> THE PROBLEM
The answer must be every entry, retyped without a single difference.

> INPUT MATERIAL
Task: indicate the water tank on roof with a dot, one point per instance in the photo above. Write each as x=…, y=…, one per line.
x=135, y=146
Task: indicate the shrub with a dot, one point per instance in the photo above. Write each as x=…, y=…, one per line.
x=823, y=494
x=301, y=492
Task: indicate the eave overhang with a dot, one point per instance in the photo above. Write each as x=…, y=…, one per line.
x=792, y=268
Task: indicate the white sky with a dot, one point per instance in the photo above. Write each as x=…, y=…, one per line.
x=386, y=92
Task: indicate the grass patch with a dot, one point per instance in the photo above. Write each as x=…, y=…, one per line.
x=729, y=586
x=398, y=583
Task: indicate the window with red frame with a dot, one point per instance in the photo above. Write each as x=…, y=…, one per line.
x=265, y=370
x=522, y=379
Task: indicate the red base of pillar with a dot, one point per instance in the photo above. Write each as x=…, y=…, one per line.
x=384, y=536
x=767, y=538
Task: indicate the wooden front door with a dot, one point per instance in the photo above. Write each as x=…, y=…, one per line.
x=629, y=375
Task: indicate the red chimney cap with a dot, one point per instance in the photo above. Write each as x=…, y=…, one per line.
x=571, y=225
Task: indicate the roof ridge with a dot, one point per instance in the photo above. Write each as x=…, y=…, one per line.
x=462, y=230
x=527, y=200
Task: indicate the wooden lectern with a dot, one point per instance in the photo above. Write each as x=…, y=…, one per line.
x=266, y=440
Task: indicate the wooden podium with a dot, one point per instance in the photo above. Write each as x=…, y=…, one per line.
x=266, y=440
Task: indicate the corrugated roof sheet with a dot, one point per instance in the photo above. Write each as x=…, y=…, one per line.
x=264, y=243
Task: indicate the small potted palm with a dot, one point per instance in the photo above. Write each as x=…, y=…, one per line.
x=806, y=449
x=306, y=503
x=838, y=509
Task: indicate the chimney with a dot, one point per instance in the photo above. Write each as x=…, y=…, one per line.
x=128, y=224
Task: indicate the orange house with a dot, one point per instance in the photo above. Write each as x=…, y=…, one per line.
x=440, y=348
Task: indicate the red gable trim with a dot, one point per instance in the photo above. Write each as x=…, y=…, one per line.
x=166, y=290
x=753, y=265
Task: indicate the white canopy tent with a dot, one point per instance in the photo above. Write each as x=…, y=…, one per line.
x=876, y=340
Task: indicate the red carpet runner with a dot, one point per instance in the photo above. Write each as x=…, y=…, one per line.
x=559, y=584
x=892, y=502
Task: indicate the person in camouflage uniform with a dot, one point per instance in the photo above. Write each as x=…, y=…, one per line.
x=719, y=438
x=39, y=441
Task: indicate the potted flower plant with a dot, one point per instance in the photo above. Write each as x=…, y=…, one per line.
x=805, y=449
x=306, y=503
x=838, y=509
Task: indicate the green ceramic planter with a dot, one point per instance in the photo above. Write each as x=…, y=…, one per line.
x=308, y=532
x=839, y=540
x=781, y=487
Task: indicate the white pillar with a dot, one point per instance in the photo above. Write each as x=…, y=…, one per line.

> RESPONSE
Task: indicate the water tank on roof with a dot, one point per instance in the photo above. Write each as x=…, y=…, one per line.
x=135, y=146
Task: indicate the shrub with a dot, one point per instance in the photo above. Write each as x=…, y=…, one per line.
x=823, y=494
x=301, y=492
Task: indicate the eave overhang with a dot, one point per instance in the photo above. Write each as x=…, y=…, one per line.
x=792, y=268
Task: indicate the white sky with a dot, one point per instance in the photo above. Write each as x=…, y=…, one per line.
x=386, y=92
Task: indicate the grass patch with a dot, one point per instance in the photo above. Write each as x=…, y=…, one per line.
x=729, y=586
x=398, y=583
Task: indicate the window with red frame with a dot, one point per instance in the photo above. Write each as x=…, y=…, one per line.
x=265, y=370
x=522, y=379
Task: indicate the red base of pillar with a dot, one point per instance in the photo above. Write each as x=…, y=…, one per line.
x=384, y=536
x=767, y=538
Task: indicate the wooden front door with a dot, one point per instance in the photo above. Write each as x=…, y=…, one per line.
x=629, y=375
Task: indicate the red chimney cap with a dot, one point per instance in the photo above. Write each as x=…, y=…, one per line.
x=571, y=225
Task: indicate the roof ridge with a dot, one point per instance in the photo above. Write each as x=…, y=…, one per line.
x=462, y=230
x=527, y=200
Task: indicate the wooden lectern with a dot, one point per instance in the photo above. Write each as x=…, y=…, one per line.
x=266, y=440
Task: indicate the wooden podium with a dot, one point per instance in the photo above. Write each as x=…, y=…, one per line.
x=266, y=440
Task: indicate the corrugated roof sheet with a dot, one point per instance in the photo above. Write each as x=…, y=…, one per line.
x=264, y=243
Task: indicate the small potted palm with a dot, one point per instance in the photo above. Write each as x=…, y=…, one per line.
x=806, y=449
x=306, y=503
x=838, y=509
Task: indicate the chimney with a dot, one point per instance in the photo above. Write each as x=…, y=…, one per line.
x=128, y=224
Task: indicate the orange house with a dot, one point per instance in the photo above. Write each as x=…, y=…, one per line.
x=440, y=348
Task: indicate the red gable trim with a dot, one point per instance in the photo above. Write each as x=…, y=…, one per line.
x=166, y=290
x=753, y=265
Task: indicate the white canopy tent with a dot, one point per instance in the photo above. Write each as x=…, y=…, one per line.
x=876, y=340
Task: indicate the red carpet runner with a dot, one point per instance in the photo above. Write each as x=…, y=…, one per line.
x=559, y=584
x=892, y=502
Task: indicate the person in camouflage uniform with a dot, one point per instance in the photo above. Write each as x=…, y=…, one per line.
x=719, y=438
x=39, y=441
Task: indicate the potted flower plant with a dot, one point per instance in the photo above. Write each as x=…, y=…, one per line.
x=805, y=449
x=306, y=503
x=838, y=509
Task: indicate the green ceramic planter with a dot, one point per instance in the photo above. Write each as x=…, y=…, one per line.
x=308, y=532
x=839, y=540
x=781, y=487
Task: indicate the white pillar with a dot, one point per instance in the photo above. Write each as x=…, y=…, one per line.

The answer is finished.